TASK TO COMPLETE: Repeat everything in the listing exactly, except for the images.

DATA RECORDS:

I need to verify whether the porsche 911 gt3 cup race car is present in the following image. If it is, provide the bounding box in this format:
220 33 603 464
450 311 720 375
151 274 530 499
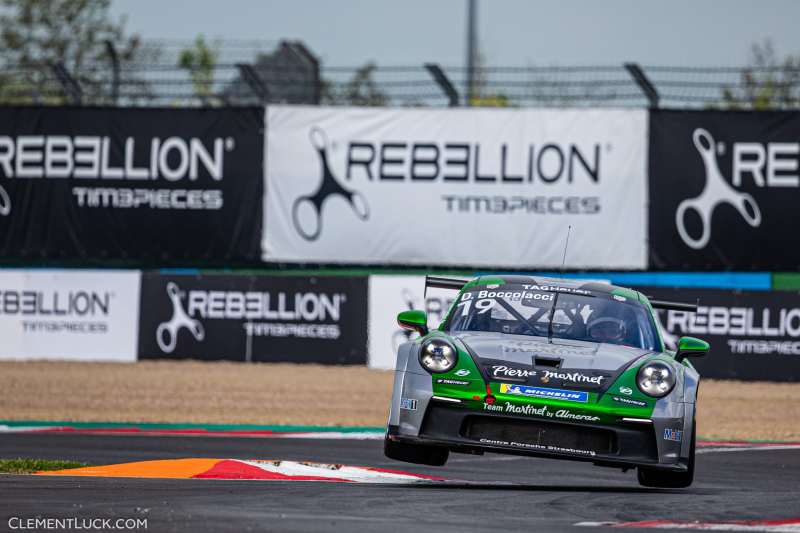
385 275 709 488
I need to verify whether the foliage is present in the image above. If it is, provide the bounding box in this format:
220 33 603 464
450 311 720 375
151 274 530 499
178 35 219 103
323 62 389 106
0 0 154 104
722 40 800 110
0 458 87 474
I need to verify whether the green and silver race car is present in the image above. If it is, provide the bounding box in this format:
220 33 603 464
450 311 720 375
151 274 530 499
385 275 709 488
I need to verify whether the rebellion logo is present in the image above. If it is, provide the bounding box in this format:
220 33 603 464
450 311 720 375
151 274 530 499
292 128 369 240
155 281 346 353
676 128 762 249
0 135 235 214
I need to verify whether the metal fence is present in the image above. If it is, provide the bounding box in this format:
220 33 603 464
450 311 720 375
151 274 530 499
1 40 798 109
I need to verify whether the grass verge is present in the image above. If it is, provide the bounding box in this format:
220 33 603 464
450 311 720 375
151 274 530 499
0 458 87 474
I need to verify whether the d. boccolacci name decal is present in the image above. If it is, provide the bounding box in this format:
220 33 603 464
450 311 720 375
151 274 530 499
499 383 588 403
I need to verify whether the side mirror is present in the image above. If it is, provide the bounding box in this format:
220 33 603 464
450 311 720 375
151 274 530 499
675 336 709 363
397 309 428 336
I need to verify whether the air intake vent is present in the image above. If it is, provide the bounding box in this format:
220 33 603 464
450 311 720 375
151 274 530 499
534 357 561 368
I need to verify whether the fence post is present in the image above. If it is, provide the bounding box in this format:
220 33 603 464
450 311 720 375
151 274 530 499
424 63 460 107
49 62 83 104
624 63 659 108
236 63 270 104
104 40 120 104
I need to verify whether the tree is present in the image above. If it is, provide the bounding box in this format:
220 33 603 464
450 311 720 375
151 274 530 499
322 62 389 106
178 35 219 104
0 0 151 104
722 39 800 110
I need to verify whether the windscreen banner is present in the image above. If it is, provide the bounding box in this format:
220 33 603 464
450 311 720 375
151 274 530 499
0 107 263 264
0 269 140 361
649 110 800 270
264 105 648 268
367 275 458 369
138 273 368 363
646 286 800 381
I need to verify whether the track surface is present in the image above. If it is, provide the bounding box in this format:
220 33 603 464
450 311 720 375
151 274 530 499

SOLUTION TO THE PROBLEM:
I need to verify whether the porsche 911 gt3 cup race car is present in the following image. If it is, provide the bounding box in this format:
220 33 603 464
450 311 720 375
151 274 530 499
385 275 709 488
I need to verify whether the foliage is present in the image above. If it is, provide the bounding box in this format:
220 33 603 464
450 311 720 375
151 274 530 499
178 35 219 103
323 62 389 106
0 0 154 104
722 40 800 110
0 458 87 474
I need to verify whether the green and silver race car is present in the image above. If it is, provide the bounding box in this format:
220 33 603 464
450 311 720 375
151 274 530 499
385 275 709 488
I need to verify whether the rebellion logo is present in the image above. If it is, provide the bounding box in this format:
220 33 603 464
450 311 720 375
151 274 530 499
292 128 369 240
155 281 346 353
676 128 762 249
0 135 235 214
I need to verify whether the metal fence is present in the image above. If it is, provide the bounding box in this format:
220 33 603 464
450 311 720 375
151 274 530 499
1 40 798 109
I need to verify whether the grass verge is present in the image above. If it is, provide the bounding box in this format:
220 33 603 464
450 311 720 375
151 274 530 499
0 458 87 474
I need to verify whether the d. boccolacci name decal is present in the image above. If it is, provide the bounding box in this format:
220 33 603 464
450 311 720 375
151 274 530 499
499 383 588 403
I need to verify whether the side mirror is present in the image above. If it is, provide the bounding box in this format:
220 33 603 464
450 311 720 375
151 274 530 499
675 336 709 363
397 309 428 336
I need to verify whether the air intake vent is present in the image above. If it is, provide the bounding box in this format:
220 33 603 464
450 311 720 375
151 274 530 499
534 357 561 368
I need to verify whether the fence post is present in the image above. If it is, provide the bounding box in this format:
220 33 603 464
450 311 720 375
151 274 530 499
424 63 460 107
49 62 83 104
624 63 659 108
236 63 270 104
104 40 120 104
I need to verify whether the tree is present in the image above. If it is, provide the bounding box in this format:
220 33 603 464
450 311 720 375
151 274 530 499
322 62 389 106
178 35 219 104
0 0 151 104
722 39 800 110
I need to verify whether the windscreen banner is present in the image above. If it is, provide the bounding box in this format:
220 33 603 464
450 311 720 375
151 274 530 499
0 107 263 264
0 269 140 361
649 110 800 270
264 105 648 268
367 275 458 369
138 273 368 363
646 286 800 381
I need to verify whether the track surface is present in the image above. If it is, provide the bounding box in this format:
220 33 603 464
450 311 720 375
151 274 530 499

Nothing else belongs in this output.